= What to do =
Lay out every line of the entries below as a JSON list of strings, one string per line, with blank lines skipped. Leave the pictures out.

= Dataset =

========

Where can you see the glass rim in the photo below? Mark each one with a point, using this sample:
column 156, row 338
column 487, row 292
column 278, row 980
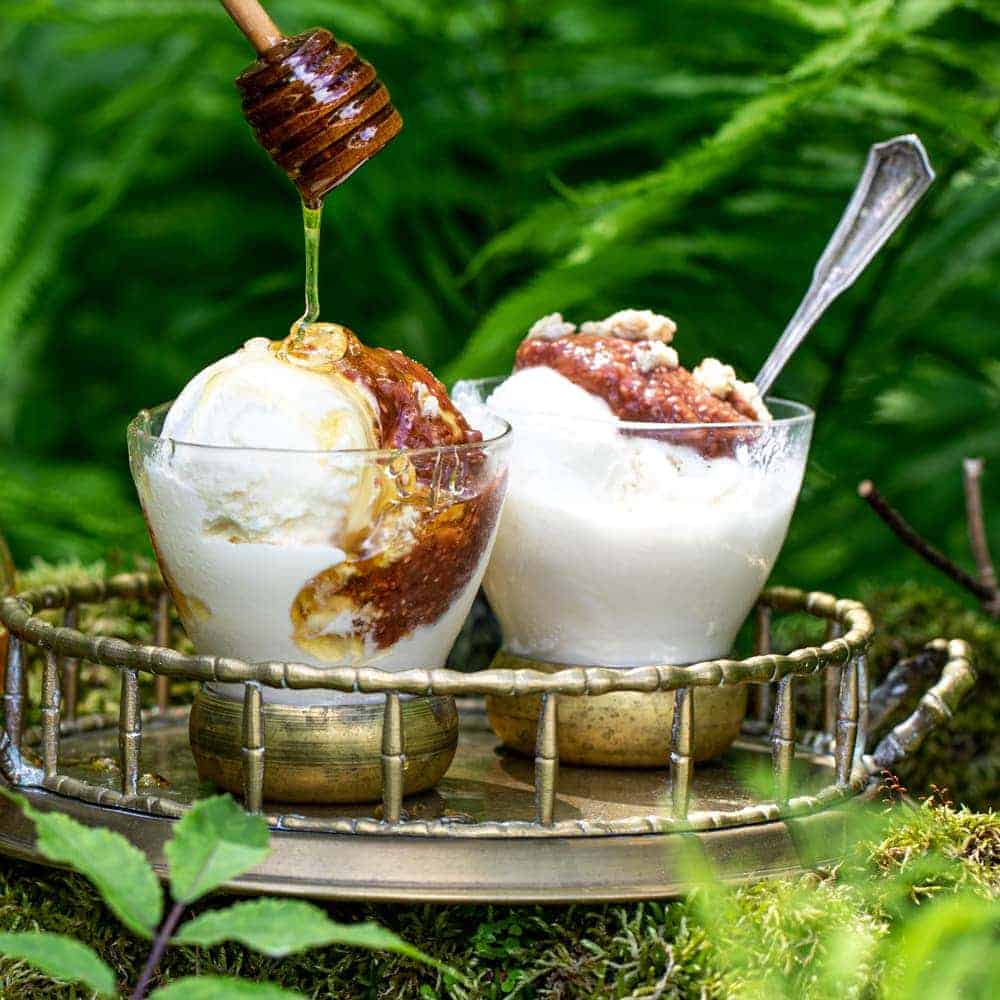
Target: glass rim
column 138, row 429
column 800, row 414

========

= Response to the exercise =
[
  "Where can you see the glass rim in the photo below? Mark each one with a point, using this sample:",
  "column 156, row 338",
  "column 487, row 292",
  "column 278, row 980",
  "Target: glass rim",
  "column 138, row 429",
  "column 800, row 414"
]